• Written request:
Show each line from the entries below that contains the word "white", copied in full. Case counts.

• Given records:
--------

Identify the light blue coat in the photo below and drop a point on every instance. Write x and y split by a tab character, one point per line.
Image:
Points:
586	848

--------

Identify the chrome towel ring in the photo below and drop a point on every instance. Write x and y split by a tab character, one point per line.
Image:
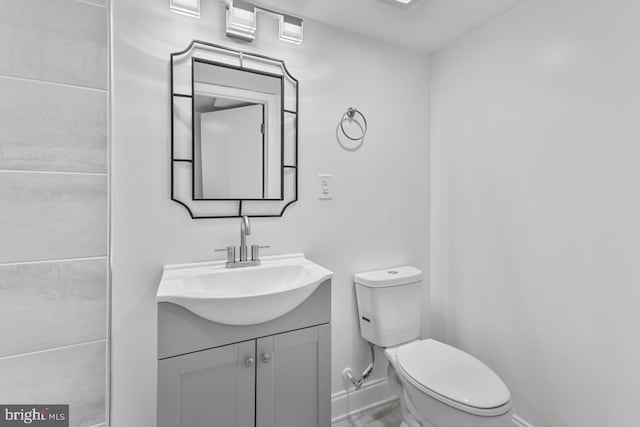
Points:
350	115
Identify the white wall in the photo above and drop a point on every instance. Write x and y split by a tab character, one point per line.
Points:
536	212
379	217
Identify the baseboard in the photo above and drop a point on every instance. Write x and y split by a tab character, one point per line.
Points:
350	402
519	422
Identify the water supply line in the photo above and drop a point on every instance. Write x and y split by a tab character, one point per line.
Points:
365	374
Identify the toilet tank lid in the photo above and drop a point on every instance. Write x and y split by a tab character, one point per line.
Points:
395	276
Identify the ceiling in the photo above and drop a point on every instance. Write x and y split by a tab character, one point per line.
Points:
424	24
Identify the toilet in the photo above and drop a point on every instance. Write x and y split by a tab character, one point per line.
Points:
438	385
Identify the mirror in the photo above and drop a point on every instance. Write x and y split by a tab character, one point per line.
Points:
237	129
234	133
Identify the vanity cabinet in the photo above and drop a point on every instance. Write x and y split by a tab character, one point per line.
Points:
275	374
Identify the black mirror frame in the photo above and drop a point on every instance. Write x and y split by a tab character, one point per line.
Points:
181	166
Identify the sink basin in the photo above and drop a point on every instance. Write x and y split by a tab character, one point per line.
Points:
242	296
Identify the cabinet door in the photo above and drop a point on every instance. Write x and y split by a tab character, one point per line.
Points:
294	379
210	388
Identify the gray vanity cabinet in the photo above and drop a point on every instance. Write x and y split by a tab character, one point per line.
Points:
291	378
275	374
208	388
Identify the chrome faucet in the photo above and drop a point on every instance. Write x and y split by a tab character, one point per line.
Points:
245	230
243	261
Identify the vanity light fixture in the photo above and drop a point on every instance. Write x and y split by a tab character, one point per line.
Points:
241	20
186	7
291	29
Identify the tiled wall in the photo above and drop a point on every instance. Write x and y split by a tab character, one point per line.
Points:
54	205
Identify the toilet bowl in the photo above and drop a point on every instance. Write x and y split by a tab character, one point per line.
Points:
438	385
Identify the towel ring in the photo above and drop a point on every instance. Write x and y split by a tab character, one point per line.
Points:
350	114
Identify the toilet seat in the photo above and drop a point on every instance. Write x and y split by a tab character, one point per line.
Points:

--------

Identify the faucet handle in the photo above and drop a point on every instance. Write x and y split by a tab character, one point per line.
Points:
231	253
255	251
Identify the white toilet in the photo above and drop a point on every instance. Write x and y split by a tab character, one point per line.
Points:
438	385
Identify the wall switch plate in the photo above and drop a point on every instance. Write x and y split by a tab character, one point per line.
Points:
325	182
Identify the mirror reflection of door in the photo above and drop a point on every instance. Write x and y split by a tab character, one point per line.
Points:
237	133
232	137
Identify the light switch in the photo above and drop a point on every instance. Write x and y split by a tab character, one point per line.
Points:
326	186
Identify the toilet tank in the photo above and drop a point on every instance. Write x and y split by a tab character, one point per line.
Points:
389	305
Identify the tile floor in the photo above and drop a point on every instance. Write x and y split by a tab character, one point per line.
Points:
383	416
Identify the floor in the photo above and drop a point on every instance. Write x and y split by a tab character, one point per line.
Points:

--------

• Complete answer:
Identify the white wall in the photo above and drop a point on every instance. Write x and y split by a tab character, one point per line.
Identify the white toilet in the photo above and drop a point on every instance. Write x and y split by a tab character, one point per line.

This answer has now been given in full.